··· Source passage
2013/9/10, NeilBrown <[email protected]>:
> On Tue, 10 Sep 2013 13:00:52 +0800 y b <[email protected]> wrote:
>
>> When raid5 hit a fresh badblock, this badblock will flagged as unack
>> badblock until md_update_sb is called.
>> But md_stop/reboot/md_set_readonly will avoid raid5d call md_update_sb
>> in md_check_recovery, the badblock will always be unack, so raid5d
>> thread enter a infinite loop and never can unregister sync_thread
>> that cause deadlock.
>>
>> To solve this, before md_stop_writes call md_unregister_thread, set
>> MD_STOPPING_WRITES on mddev->flags. In raid5.c analyse_stripe judge
>> MD_STOPPING_WRITES bit on mddev->flags, if setted don't block rdev
>> to wait md_update_sb. so raid5d thread can be finished.
>> Signed-off-by: Bian Yu <[email protected]>
>
> Have you actually seen this deadlock happen? Because I don't think it can
> happen.
>
> By the time we get to md_stop or md_set_readonly all dirty buffers should
> have been flushed and there should be no pending writes so nothing to wait
> for an unacked bad block.
>
> If you have seen this happen, any details you can give about the exact
> state
> of the RAID5 when it deadlocked, the stack trace of any relevant processes
> etc would be very helpful.
>
> Thanks,
> NeilBrown
>
>
>> ---
>> drivers/md/md.c | 2 ++
>> drivers/md/md.h | 3 +++
>> drivers/md/raid5.c | 3 ++-
>> 3 files changed, 7 insertions(+), 1 deletions(-)
>>
>> diff --git a/drivers/md/md.c b/drivers/md/md.c
>> index adf4d7e..54ef71f 100644
>> --- a/drivers/md/md.c
>> +++ b/drivers/md/md.c
>> @@ -5278,6 +5278,7 @@ static void md_clean(struct mddev *mddev)
>> static void __md_stop_writes(struct mddev *mddev)
>> {
>> set_bit(MD_RECOVERY_FROZEN, &mddev->recovery);
>> + set_bit(MD_STOPPING_WRITES, &mddev->flags);
>> if (mddev->sync_thread) {
>> set_bit(MD_RECOVERY_INTR, &mddev->recovery);
>> md_reap_sync_thread(mddev);
>> @@ -5294,6 +5295,7 @@ static void __md_stop_writes(struct mddev *mddev)
······
··· Stored records
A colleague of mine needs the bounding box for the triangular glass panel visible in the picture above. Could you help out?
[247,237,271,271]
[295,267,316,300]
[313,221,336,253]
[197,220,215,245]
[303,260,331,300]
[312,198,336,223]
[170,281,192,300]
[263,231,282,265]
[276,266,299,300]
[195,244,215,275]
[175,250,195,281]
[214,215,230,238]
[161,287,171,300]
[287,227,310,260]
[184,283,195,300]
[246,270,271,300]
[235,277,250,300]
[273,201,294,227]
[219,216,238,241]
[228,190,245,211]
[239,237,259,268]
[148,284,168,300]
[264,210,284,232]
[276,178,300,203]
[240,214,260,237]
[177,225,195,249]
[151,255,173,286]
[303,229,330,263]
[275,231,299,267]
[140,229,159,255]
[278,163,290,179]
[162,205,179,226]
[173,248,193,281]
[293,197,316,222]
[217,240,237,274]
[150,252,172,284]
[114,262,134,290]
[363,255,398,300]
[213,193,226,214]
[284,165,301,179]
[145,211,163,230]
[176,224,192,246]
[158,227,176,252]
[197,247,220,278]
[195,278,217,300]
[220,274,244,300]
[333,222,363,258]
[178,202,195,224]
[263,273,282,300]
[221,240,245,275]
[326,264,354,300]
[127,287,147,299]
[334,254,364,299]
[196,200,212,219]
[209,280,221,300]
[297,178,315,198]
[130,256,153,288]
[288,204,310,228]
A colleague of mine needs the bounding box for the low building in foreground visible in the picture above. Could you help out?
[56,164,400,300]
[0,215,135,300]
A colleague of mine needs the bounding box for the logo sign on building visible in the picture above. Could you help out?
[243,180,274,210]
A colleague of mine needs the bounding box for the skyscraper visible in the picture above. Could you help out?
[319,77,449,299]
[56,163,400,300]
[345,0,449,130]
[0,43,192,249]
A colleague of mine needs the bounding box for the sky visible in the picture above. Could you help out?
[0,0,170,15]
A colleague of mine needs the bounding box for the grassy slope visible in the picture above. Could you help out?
······
_Given exercise_
Supply the lines that follow the end of the RAID5 deadlock patch discussion. The entries are not needed for the task.

_Response below_
>> mddev->in_sync = 1;
>> md_update_sb(mddev, 1);
>> }
>> + clear_bit(MD_STOPPING_WRITES, &mddev->flags);
>> }
>>
>> void md_stop_writes(struct mddev *mddev)
>> diff --git a/drivers/md/md.h b/drivers/md/md.h
>> index 608050c..c998b82 100644
>> --- a/drivers/md/md.h
>> +++ b/drivers/md/md.h
>> @@ -214,6 +214,9 @@ struct mddev {
>> #define MD_STILL_CLOSED 4 /* If set, then array has not been opened
>> since
>> * md_ioctl checked on it.
>> */
>> +#define MD_STOPPING_WRITES 5 /* If set, raid5 shouldn't set
>> unacknowledged
>> + * badblock blocked in analyse_stripe to avoid infinite
>> loop
>> + */
>>
>> int suspended;
>> atomic_t active_io;
>> diff --git a/drivers/md/raid5.c b/drivers/md/raid5.c
>> index f9972e2..ff1aecf 100644
>> --- a/drivers/md/raid5.c
>> +++ b/drivers/md/raid5.c
>> @@ -3446,7 +3446,8 @@ static void analyse_stripe(struct stripe_head
>> *sh, struct stripe_head_state *s)
>> if (rdev) {
>> is_bad = is_badblock(rdev, sh->sector, STRIPE_SECTORS,
>> &first_bad, &bad_sectors);
>> - if (s->blocked_rdev == NULL
>> + if (!test_bit(MD_STOPPING_WRITES, &conf->mddev->flags)
>> + && s->blocked_rdev == NULL
>> && (test_bit(Blocked, &rdev->flags)
>> || is_bad < 0)) {
>> if (is_bad < 0)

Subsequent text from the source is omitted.